**Reading text:**
[Start of Attachment]
Director General of the IICA
- In office 15 January 2010 – 15 January 2018
- Preceded by: Chelston W.D. Brathwaite
- Succeeded by: Manuel Otero Justo

Personal details
- Born: 1950 (age 75–76) Mexico City, Mexico
- Alma mater: Chapingo Autonomous University; University of Calgary;
- Occupation: Agricultural engineer; geneticist; politician;
- Profession: Agronomy

= Víctor Villalobos =

Mexican politician

Víctor Manuel Villalobos Arámbula is an agricultural engineer with a specialty in agronomy who served as the Secretary of Agriculture and Rural Development (SADER) in the administration of Mexican President Andrés Manuel López Obrador (AMLO).

Dr. Villalobos is an expert in agriculture and natural and genetic resources. He has been a professor, researcher, research director, international official, government official, administrator, and leader of multidisciplinary analysis and decision groups.
[End of Attachment]
**What to do:**
1/ Copy out the Víctor Villalobos text from "Víctor Manuel Villalobos" up to and including "and decision groups.", substituting "lecturer" for "professor".
2/ Please carry on the Víctor Villalobos text from where it stops.

**Given information:**
[Start of Attachment]
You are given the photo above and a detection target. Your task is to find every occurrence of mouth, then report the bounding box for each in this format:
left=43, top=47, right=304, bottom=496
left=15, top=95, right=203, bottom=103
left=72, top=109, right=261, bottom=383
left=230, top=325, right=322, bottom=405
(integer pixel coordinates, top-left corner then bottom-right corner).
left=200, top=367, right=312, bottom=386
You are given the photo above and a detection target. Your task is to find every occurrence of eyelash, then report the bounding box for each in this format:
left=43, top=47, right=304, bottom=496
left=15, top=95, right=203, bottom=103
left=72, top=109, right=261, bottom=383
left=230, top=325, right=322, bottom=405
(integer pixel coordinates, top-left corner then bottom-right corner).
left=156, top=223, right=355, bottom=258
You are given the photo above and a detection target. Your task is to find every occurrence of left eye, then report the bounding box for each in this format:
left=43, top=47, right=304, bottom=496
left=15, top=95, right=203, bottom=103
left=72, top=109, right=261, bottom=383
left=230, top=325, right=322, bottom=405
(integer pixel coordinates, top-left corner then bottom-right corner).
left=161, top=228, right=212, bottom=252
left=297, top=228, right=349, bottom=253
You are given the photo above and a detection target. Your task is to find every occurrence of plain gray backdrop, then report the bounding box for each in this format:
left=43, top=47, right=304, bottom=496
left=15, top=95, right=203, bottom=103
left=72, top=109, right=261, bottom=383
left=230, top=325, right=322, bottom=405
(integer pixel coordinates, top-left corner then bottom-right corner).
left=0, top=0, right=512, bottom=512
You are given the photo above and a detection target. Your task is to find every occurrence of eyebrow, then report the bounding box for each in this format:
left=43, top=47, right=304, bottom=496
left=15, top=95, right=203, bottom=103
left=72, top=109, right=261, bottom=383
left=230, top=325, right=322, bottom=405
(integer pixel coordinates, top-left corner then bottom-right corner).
[End of Attachment]
**Numbered answers:**
1/
Víctor Manuel Villalobos Arámbula is an agricultural engineer with a specialty in agronomy who served as the Secretary of Agriculture and Rural Development (SADER) in the administration of Mexican President Andrés Manuel López Obrador (AMLO).

Dr. Villalobos is an expert in agriculture and natural and genetic resources. He has been a lecturer, researcher, research director, international official, government official, administrator, and leader of multidisciplinary analysis and decision groups.

2/
==Education==
Víctor Villalobos earned his bachelor's degree in agricultural engineering and his master's degree in plant genetics from the Chapingo Autonomous University (UACH) in Texcoco, State of Mexico. His doctorate from the University of Calgary, Canada, is in plant morphology. He has worked as a professor at the Chapingo Autonomous University, the College of Postgraduates (COLPOS), and the Center for Research and Advanced Studies of the National Polytechnic Institute of Mexico (CINVESTAV), where he served as director of the Irapuato Unit. He has taught specialized courses in Argentina, Austria, Colombia, Costa Rica, Chile, Ecuador, Jordan, Iran, Venezuela, and other countries.

Villalobos has been a consultant for the Consultative Group for International Agricultural Research (CGIAR), a member of the National Council of Science and Technology (CONACYT) of Mexico, and a member of the Institute of the University of California for Mexico and the United States (UCMexus).

Villalobos worked for the Tropical Agricultural Research and Higher Education Center (CATIE) in Costa Rica from as director of the agriculture division (1986–1990), director (1990–1995), and CEO (1999–2003).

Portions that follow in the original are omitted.